**WHAT TO DO:**
Output every entry below exactly as it is written.

**GIVEN ENTRIES:**
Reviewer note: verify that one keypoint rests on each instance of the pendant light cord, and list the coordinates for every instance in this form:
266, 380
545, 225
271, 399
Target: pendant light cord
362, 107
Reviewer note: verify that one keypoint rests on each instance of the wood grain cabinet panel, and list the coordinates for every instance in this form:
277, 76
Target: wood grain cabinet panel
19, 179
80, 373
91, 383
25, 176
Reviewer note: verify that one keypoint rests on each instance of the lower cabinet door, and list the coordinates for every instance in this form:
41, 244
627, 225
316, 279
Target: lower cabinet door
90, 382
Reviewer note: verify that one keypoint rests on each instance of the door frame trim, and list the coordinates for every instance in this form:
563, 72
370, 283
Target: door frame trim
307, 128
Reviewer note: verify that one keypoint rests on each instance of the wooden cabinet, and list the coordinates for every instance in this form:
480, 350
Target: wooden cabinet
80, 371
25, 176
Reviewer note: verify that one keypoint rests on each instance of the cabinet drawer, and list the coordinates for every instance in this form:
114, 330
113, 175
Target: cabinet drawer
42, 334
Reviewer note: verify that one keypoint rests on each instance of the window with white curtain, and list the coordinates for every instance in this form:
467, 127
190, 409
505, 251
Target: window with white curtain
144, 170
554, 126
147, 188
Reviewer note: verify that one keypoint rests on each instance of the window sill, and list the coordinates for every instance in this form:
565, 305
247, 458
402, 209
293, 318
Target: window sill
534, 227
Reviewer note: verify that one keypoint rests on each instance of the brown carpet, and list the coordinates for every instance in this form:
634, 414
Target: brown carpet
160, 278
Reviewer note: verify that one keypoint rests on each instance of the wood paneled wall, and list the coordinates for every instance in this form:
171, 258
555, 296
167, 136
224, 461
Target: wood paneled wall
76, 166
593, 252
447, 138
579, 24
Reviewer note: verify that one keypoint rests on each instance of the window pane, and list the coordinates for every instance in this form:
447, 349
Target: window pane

**RESPONSE BELOW:**
Reviewer note: verify that one keypoint rests on each instance of the pendant light cord, and list the coordinates for every instance in this form:
266, 380
545, 225
271, 399
Target: pendant light cord
362, 107
Reviewer note: verify that one keypoint rests on each instance of the wood grain cabinet panel, and list the coordinates for every instance in this form:
277, 76
Target: wood grain cabinet panel
19, 179
80, 373
91, 383
25, 176
Reviewer note: verify that one keypoint rests on each instance of the lower cabinet door, and list the coordinates for every instance in this form:
41, 244
627, 225
316, 279
Target: lower cabinet door
90, 382
Reviewer note: verify that one keypoint rests on each instance of the door frame trim, and list the coordinates for every instance in this form:
563, 72
370, 283
Target: door frame trim
307, 128
Reviewer note: verify that one keypoint rests on each instance of the wooden cabinet, and list the coordinates for every instance in this form:
480, 350
Target: wooden cabinet
80, 371
25, 176
Reviewer note: verify that one keypoint rests on each instance of the cabinet drawer, and list the coordinates for every instance in this form:
114, 330
113, 175
Target: cabinet drawer
42, 334
Reviewer note: verify that one keypoint rests on each instance of the window with white curtain, and list the coordinates for every instance in this form:
467, 127
190, 409
505, 251
Target: window with white curtain
144, 170
554, 126
147, 188
Reviewer note: verify that one keypoint rests on each instance of the window sill, and list the coordinates for every instance in this form:
565, 305
247, 458
402, 209
293, 318
Target: window sill
534, 227
Reviewer note: verify that one keypoint rests on each instance of the brown carpet, and list the coordinates for every instance in this form:
634, 414
Target: brown carpet
160, 278
Reviewer note: verify that one keypoint rests on each instance of the wood paneled wall, and list the coordinates for every instance in this form:
171, 258
555, 296
167, 136
224, 461
Target: wood paneled wall
76, 166
593, 252
447, 138
579, 24
Reviewer note: verify that one keypoint rests on each instance of the window pane, and list the coordinates for every instance in this form:
447, 349
Target: window pane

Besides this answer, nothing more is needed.